SOURCE PASSAGE: Begin

Mom and her dog Suki

I’m back in Connecticut after a few weeks in Illinois helping out my Mom. She had a dog leash accident and subsequent surgery that has taken her left hand out of commission for a couple months. She was also ordered not to drive until the surgeon clears her. She’s healing well and committed to doing her physical therapy exercises each day. Go, Mom! Her surgeon told her that he’s had many patients with injuries from dog leashes. A nurse friend once told me that she often sees people in her ER with injuries from leashes, including a surprising number who have been dragged along the sidewalk by their dogs. Ouch. Small dogs can be tripping hazards and big dogs bring other challenges, but I love them all.

On to currently reading.

According to Goodreads, I’m currently reading 14 books, but I’m actively only reading three. I’ve had to put the others aside, for now, as I dive into reading projects.

Book 1: Nonfiction / American History

The Warmth of Other Suns: The Epic Story of America’s Great Migration by Isabel Wilkerson

A lot of people say this book should be required reading for all Americans and although I’m only 30% in at this time, I agree. It is fascinating, eye-opening, and enraging. The conditions that Black people lived under in the Jim Crow South ranged from dismal to horrific. Wilkerson weaves the stories of three individuals’ experiences through the larger story of life under Jim Crow and the migration of Southern Blacks to the North and West between 1915 and the 1970s.

SOURCE PASSAGE: End
GIVEN INFORMATION: Begin

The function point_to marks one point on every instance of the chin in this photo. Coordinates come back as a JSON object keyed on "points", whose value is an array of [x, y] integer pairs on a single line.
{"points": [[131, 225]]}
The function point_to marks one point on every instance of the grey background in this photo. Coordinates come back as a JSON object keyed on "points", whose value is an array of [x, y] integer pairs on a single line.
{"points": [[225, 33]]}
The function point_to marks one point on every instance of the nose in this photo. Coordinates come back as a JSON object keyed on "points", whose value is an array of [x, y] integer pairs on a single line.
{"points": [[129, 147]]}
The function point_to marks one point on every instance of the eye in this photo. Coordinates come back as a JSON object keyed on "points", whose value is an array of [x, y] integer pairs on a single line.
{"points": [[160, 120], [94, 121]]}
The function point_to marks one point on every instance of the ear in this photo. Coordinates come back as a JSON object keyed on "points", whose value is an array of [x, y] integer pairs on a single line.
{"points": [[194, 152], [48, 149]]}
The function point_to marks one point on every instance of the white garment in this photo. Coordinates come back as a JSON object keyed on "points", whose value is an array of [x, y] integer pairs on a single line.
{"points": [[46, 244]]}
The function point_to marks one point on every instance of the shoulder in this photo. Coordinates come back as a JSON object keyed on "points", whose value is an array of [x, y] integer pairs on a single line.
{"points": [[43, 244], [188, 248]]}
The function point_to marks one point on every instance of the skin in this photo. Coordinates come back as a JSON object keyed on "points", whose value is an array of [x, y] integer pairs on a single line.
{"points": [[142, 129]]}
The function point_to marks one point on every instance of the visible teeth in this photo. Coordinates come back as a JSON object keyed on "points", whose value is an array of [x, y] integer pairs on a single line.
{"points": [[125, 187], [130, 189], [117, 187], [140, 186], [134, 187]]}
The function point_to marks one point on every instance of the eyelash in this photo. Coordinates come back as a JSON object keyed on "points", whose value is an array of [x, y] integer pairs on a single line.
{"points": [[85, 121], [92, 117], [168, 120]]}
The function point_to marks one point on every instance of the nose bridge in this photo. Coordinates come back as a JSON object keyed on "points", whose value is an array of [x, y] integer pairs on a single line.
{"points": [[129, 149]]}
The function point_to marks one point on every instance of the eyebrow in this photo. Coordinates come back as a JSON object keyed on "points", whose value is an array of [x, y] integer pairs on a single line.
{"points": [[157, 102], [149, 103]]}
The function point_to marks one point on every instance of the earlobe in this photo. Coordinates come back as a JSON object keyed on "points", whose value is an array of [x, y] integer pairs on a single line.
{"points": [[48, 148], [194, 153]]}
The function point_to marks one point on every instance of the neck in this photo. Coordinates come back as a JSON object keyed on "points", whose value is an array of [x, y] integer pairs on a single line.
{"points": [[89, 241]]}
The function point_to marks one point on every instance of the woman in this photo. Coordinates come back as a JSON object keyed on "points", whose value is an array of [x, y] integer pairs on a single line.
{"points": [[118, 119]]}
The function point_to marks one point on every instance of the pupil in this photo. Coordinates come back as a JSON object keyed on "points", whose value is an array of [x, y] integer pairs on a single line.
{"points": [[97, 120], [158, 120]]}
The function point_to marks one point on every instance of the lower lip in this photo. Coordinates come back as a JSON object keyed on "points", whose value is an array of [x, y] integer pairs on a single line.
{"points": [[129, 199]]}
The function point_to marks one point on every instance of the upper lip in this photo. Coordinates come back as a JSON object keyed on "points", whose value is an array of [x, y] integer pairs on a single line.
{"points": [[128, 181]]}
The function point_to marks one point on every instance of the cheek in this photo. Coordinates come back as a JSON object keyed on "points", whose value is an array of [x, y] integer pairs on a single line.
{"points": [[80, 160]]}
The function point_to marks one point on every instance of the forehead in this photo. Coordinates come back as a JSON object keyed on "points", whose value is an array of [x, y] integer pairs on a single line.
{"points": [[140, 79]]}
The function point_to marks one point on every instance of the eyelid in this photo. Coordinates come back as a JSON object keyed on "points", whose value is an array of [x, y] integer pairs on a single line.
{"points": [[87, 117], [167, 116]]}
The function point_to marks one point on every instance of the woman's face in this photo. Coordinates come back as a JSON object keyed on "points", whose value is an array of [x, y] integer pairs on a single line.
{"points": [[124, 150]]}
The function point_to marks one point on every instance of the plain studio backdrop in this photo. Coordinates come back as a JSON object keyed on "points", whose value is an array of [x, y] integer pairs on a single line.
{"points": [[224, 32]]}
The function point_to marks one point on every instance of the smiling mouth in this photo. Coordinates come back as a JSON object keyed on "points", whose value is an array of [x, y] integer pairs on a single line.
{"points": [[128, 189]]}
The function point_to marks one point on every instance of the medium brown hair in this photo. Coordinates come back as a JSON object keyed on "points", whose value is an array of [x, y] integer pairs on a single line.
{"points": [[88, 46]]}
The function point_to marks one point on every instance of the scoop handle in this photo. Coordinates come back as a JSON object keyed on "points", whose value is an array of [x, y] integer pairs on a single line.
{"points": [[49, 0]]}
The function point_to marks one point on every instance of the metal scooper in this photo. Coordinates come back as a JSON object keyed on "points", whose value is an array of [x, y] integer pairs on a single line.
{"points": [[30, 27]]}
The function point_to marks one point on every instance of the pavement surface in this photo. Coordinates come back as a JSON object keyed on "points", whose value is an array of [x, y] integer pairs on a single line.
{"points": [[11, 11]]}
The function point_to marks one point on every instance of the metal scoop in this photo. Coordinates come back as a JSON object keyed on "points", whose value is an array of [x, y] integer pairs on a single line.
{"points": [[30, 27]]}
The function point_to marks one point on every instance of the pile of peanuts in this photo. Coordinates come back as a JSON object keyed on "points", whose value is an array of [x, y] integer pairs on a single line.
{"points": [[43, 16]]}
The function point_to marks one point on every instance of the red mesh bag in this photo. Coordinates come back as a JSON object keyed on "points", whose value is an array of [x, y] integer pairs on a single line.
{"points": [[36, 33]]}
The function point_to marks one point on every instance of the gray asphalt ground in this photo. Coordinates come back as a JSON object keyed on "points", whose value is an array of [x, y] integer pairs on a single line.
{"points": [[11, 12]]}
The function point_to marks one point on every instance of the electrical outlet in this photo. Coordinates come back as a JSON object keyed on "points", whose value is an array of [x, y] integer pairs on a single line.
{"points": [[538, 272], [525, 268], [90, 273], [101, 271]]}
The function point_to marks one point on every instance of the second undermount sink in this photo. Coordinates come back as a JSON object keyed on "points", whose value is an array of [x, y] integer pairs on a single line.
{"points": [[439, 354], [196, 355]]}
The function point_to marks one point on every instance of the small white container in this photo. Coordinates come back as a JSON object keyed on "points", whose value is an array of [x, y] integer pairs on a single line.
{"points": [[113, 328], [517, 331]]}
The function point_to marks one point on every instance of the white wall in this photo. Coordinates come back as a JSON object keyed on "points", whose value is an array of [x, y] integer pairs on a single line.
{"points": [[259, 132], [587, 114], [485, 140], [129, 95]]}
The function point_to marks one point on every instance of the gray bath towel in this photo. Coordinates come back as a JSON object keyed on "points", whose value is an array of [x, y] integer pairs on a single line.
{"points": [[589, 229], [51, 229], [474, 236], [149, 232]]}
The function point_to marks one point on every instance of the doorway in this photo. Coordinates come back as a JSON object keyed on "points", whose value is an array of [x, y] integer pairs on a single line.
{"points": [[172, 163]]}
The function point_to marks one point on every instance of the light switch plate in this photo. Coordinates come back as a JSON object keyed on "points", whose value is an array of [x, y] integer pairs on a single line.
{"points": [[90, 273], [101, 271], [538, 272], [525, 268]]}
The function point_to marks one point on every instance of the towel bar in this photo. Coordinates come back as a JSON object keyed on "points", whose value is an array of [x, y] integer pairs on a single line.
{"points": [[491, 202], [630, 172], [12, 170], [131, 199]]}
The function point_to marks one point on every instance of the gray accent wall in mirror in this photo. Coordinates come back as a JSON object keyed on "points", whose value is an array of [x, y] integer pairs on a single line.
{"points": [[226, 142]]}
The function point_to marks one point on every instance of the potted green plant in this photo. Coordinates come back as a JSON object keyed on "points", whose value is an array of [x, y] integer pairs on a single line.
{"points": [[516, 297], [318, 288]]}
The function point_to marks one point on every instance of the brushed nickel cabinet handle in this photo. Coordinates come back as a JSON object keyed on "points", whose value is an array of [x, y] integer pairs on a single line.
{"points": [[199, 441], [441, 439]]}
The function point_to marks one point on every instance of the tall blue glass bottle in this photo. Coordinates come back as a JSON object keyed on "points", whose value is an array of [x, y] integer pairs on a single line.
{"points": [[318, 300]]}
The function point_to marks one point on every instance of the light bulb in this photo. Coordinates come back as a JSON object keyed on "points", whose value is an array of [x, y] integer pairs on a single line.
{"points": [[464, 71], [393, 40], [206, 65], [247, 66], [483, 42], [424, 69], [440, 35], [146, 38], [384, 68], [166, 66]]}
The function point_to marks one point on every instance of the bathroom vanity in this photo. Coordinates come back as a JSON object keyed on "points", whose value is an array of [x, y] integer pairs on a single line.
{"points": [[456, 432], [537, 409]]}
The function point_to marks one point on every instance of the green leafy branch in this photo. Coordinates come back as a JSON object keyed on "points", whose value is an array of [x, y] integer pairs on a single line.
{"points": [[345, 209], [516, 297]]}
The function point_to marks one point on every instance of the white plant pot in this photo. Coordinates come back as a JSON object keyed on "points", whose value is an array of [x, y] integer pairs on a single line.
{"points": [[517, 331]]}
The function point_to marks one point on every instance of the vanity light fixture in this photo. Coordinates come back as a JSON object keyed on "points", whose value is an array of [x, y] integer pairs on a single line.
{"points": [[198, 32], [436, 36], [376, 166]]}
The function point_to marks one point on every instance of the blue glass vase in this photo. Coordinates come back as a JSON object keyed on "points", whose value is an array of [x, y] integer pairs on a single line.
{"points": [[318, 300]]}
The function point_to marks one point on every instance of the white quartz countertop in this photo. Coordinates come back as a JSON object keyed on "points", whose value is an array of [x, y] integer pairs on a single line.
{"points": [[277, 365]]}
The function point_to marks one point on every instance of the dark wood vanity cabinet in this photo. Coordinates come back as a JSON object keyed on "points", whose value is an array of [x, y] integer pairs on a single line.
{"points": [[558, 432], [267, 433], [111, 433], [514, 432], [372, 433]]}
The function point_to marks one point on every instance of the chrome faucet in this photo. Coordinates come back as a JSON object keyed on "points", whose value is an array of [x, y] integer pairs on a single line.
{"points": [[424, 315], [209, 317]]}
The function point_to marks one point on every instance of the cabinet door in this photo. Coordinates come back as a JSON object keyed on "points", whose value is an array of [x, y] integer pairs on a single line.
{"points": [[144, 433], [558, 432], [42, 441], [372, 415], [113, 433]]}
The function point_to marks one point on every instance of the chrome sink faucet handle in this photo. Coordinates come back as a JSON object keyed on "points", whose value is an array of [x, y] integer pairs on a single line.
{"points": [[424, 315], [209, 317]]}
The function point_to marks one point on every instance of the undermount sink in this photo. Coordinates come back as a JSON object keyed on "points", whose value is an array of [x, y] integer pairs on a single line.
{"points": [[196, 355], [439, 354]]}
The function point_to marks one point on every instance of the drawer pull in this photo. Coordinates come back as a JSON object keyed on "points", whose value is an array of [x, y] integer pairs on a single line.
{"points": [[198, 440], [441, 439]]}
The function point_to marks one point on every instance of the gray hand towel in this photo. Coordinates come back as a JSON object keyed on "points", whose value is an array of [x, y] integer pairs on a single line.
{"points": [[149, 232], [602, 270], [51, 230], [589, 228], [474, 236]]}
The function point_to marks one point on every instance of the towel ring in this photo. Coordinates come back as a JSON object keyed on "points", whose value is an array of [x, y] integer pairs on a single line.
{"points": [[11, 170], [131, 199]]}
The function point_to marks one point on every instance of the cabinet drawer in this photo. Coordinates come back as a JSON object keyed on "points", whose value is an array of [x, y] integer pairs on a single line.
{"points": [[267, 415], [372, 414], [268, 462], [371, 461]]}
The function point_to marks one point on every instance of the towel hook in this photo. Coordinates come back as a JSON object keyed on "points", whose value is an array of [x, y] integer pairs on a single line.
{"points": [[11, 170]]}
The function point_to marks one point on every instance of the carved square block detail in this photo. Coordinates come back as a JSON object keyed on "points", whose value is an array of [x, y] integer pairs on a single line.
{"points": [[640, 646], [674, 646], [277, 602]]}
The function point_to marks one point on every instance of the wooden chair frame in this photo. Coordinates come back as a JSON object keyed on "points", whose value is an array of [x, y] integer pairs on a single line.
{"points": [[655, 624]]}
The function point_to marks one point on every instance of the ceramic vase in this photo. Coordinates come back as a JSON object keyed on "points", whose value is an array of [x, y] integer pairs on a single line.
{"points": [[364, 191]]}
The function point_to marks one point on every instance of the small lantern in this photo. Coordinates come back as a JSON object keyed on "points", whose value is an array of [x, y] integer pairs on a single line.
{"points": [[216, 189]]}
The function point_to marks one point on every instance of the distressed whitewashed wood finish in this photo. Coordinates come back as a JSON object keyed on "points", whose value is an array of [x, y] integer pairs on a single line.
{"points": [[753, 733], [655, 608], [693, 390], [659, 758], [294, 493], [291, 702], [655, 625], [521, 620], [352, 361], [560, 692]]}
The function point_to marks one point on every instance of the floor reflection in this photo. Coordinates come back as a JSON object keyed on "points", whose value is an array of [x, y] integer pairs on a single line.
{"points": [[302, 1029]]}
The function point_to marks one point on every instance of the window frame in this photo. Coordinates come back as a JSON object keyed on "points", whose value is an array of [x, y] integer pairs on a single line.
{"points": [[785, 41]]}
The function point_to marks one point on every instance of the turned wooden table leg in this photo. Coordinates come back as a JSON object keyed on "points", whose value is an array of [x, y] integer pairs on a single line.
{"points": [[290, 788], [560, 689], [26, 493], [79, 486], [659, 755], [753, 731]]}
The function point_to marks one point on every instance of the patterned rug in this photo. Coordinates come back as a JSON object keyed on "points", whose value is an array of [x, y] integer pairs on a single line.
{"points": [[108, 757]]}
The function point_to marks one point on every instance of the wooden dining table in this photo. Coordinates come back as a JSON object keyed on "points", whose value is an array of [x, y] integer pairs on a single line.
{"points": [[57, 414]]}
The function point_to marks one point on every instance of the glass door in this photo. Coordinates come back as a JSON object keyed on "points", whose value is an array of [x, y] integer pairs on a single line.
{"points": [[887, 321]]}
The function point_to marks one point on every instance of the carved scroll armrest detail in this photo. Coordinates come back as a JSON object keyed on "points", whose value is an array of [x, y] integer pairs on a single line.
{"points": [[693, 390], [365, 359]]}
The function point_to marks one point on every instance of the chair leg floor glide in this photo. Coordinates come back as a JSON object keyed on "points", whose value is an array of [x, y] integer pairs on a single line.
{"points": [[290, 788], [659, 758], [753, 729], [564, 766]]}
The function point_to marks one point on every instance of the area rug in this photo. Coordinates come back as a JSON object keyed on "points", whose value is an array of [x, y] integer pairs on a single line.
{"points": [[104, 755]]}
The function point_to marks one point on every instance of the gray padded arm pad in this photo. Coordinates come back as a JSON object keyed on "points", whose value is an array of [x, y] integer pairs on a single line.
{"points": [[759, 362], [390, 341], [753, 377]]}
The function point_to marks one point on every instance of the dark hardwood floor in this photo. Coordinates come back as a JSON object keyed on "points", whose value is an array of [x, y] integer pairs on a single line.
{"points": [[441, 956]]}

GIVEN INFORMATION: End

■ WORK ORDER ■
Extract the full text of "Mom and her dog Suki" and reproduce it word for word. The records were drawn from a different source than the text.

■ RESULT OF THE TASK ■
Mom and her dog Suki

I’m back in Connecticut after a few weeks in Illinois helping out my Mom. She had a dog leash accident and subsequent surgery that has taken her left hand out of commission for a couple months. She was also ordered not to drive until the surgeon clears her. She’s healing well and committed to doing her physical therapy exercises each day. Go, Mom! Her surgeon told her that he’s had many patients with injuries from dog leashes. A nurse friend once told me that she often sees people in her ER with injuries from leashes, including a surprising number who have been dragged along the sidewalk by their dogs. Ouch. Small dogs can be tripping hazards and big dogs bring other challenges, but I love them all.

On to currently reading.

According to Goodreads, I’m currently reading 14 books, but I’m actively only reading three. I’ve had to put the others aside, for now, as I dive into reading projects.

Book 1: Nonfiction / American History

The Warmth of Other Suns: The Epic Story of America’s Great Migration by Isabel Wilkerson

A lot of people say this book should be required reading for all Americans and although I’m only 30% in at this time, I agree. It is fascinating, eye-opening, and enraging. The conditions that Black people lived under in the Jim Crow South ranged from dismal to horrific. Wilkerson weaves the stories of three individuals’ experiences through the larger story of life under Jim Crow and the migration of Southern Blacks to the North and West between 1915 and the 1970s.